#### TEXT SHOWN ####
Today's lesson is your first practice session. With enough practice, the skill will make it into your long term memory where is will hopefully be protected against the ravages of forgetfulness. Even if you do forget it, there will be a substantial economy in relearning it.

The problem with most educational programs is that they do not provide the student with sufficient practice for mastering the skill. Here's the schedule for the practicing of this skill in Reading Mastery III:

1. Skip a day, present lesson 4.
2. Next day, present lesson 5.
3. Skip two days, present lesson 6.
4. Skip two days, present lesson 7.
5. Skip three days, present lesson 8.
6. Skip four days, present lesson 9.
7. Skip three days, present lesson 10.
8. Skip four days, present lesson 11.
9. Skip two days, present lesson 12.
10. Skip three days, present lesson 13.
11. Skip two days, present lesson 14.

In the span of about forty lessons (two months in school), this skill is presented to the student 14 times. Each lesson consists of a different rule followed by 3 or 4 questions. Some lessons present variations of the rule, such as "all the green men are small" or "every little girl wants to grow up."

Higher performers who learn information at a faster rate and who retain information with less repetitions can be accelerated by, say, eliminating every other lesson and/or doubling up on the number of lessons taught per day.
#### DATA LISTING ####
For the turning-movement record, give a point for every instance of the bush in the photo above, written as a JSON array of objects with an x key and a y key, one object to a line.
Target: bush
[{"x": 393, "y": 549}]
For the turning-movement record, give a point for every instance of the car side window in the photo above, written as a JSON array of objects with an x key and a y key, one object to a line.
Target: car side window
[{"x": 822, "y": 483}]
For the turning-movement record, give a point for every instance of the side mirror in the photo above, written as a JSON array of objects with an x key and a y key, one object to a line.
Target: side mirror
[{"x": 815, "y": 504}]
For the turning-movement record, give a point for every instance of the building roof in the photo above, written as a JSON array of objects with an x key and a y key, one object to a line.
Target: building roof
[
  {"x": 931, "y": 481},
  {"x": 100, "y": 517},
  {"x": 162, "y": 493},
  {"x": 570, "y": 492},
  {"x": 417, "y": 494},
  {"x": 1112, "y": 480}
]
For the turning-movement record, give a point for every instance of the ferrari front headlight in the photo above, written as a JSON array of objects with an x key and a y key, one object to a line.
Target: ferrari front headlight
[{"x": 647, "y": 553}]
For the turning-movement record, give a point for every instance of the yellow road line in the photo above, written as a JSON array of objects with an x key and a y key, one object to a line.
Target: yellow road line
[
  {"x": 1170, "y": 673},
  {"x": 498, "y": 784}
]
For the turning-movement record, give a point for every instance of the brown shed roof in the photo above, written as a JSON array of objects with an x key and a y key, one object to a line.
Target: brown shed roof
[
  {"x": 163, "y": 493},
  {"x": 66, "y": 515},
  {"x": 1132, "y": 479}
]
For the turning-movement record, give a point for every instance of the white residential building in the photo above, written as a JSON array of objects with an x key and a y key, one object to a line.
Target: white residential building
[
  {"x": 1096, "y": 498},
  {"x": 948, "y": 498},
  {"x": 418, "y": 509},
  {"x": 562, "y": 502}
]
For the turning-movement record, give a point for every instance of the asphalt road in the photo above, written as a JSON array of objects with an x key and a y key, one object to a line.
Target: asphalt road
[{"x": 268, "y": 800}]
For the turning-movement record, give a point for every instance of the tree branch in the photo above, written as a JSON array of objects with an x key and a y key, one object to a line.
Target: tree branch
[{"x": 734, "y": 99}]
####
TASK LIST:
A. According to the passage on skill practice, how many times is the skill presented to the student within about forty lessons?
B. Please extend the passage on skill practice, picking up after its final sentence.
The data has no connection to the passage on skill practice.

EXERCISE RESPONSES:
A. The skill is presented 14 times.

B.
Basically each lesson is a delayed retest of the student's ability to successfully recall the information and apply the skill to a similar environment. If the student cannot recall the skill or doesn't understand the skill well enough to apply it, he will not be able to answer the questions successfully. This is the acid test for learning--being able to apply what you've learned.

After lesson 14, the skill is subsumed into more advanced skills. These more advanced skills require student to know this skill in order to complete successfully. The skill is never taught and then left for dead. Otherwise, why bother teaching it in the first place?

Teaching in this way is considered to be drill and kill to our educators. Their idea of educating is to present an elaborate inquiry session (bonus points if manipulatives are used) designed for the student to discover the rule and its application, perhaps have the students perform a few problems applying the skill for homework, leave the skill for dead for sixty lessons, then spiral back around to the skill and teach it again (bonus points if its taught differently). Wash, rinse, repeat.

And they wonder why kids don't learn.

3 comments:

MassParent said...

Riffing on local, interactive testing .vs. comprehensive, centralized testing, I suspect different groups of kids can do this type of material at different rates.

If you've got curriculum aligned feedback to identify which kids need more exposure and more practice to cover the material, and which are getting bored stiff, then you can move the class forward at its pace, and then either set up small groups with remedial (or advanced, tangential, etc) work; assign extra homework; or allocate your Title 1 tutoring time; to those who need more time to cover material.

Instead of teaching to the test and waiting until the next year to find out if you succeeded, use interactive and immediate feedback to find out what kids know, rather than drilling them on what they ought to know.

I think this one of the basic reasons that choice schools and active parents have kids that achieve at a higher rate than average; they use interactive feedback. That should be done institutionally, and we should shift our technology focus to reap the low hanging fruit in this area rather than redoubling efforts with centralized data processing.

EHT said...

I enjoyed your series of lessons. I did very well. Do I get a gold star?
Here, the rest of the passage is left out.